**ACTIONS TO TAKE:**
1: Reproduce the passage of the Pokémon episode recap from "The twerps continue" to "to figure out.".
2: Which human characters does the Pokémon episode recap name?

The twerps continue to be amazed at the Water-types, because you never get to see them from this side. Clemont surmises that whoever designed this place must know a lot about Water-type Pokémon. Like, they like to swim. Wow, that must have been hard to figure out.
Later some woman walks into an area with multiple Piplup tailing her, one running up to greet Bonnie as Ash reminiscences over Dawn's glorious bastard of a Piplup. Finally the twerps walts through the Magikarp room, and Ash decides for the first time today after seeing multiple Pokémon to pull out his Pokédex. "Magikarp, the Fish Pokémon. Because all Magikarp seem to do is splash around, some consider them weak, but they're actually a hearty Pokémon that can survive in water no matter how dirty it is."
A man with an oddly silent Chatot on his shoulder tells the twerps that many Magikarp live in the bay, he also tells them that Water-type Pokémon are the second most common. He then shows them a sad little golden Magikarp statue outside. It supposed to be a statue of a giant Golden Magikarp, that looks like the saddest Mario Kart trophy in existence. He then directs the twerps to the Aquarium's curator and pisses off. The curator who is not currently curating the aquarium and is instead fishing.
Out of nowhere to save this hopeless episode is Team Rocket. Meowth wants to steal the statue, but Jessie and James figure that it's probably just gold-plated, and therefore not worth their time. They figure that their must be a real giant Golden Magikarp out there, and they have to catch it for themselves.

**GIVEN ENTRIES:**
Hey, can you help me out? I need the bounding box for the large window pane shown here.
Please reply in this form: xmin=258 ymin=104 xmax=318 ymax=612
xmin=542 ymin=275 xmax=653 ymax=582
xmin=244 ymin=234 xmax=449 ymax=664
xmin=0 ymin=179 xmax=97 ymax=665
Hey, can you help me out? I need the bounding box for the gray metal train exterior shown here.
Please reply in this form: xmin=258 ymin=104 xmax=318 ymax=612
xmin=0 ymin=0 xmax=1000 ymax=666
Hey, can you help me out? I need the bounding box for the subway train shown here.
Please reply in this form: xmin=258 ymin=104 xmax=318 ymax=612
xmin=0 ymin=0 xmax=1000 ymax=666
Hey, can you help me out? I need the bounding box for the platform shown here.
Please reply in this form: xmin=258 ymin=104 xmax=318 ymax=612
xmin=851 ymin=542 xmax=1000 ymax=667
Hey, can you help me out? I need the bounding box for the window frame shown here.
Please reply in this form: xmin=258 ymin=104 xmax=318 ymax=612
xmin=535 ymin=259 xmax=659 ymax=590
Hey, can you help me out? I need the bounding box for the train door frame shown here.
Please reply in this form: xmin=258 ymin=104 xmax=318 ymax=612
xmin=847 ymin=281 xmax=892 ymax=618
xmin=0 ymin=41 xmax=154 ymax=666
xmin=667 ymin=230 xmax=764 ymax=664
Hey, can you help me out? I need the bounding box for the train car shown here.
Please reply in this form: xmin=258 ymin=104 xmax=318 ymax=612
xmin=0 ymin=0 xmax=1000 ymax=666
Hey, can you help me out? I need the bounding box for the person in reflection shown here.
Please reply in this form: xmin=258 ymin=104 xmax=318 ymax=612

**RESULTS OF THE TASKS:**
1:
The twerps continue to be amazed at the Water-types, because you never get to see them from this side. Clemont surmises that whoever designed this place must know a lot about Water-type Pokémon. Like, they like to swim. Wow, that must have been hard to figure out.

2: Clemont, Bonnie, Ash, Dawn, Jessie, James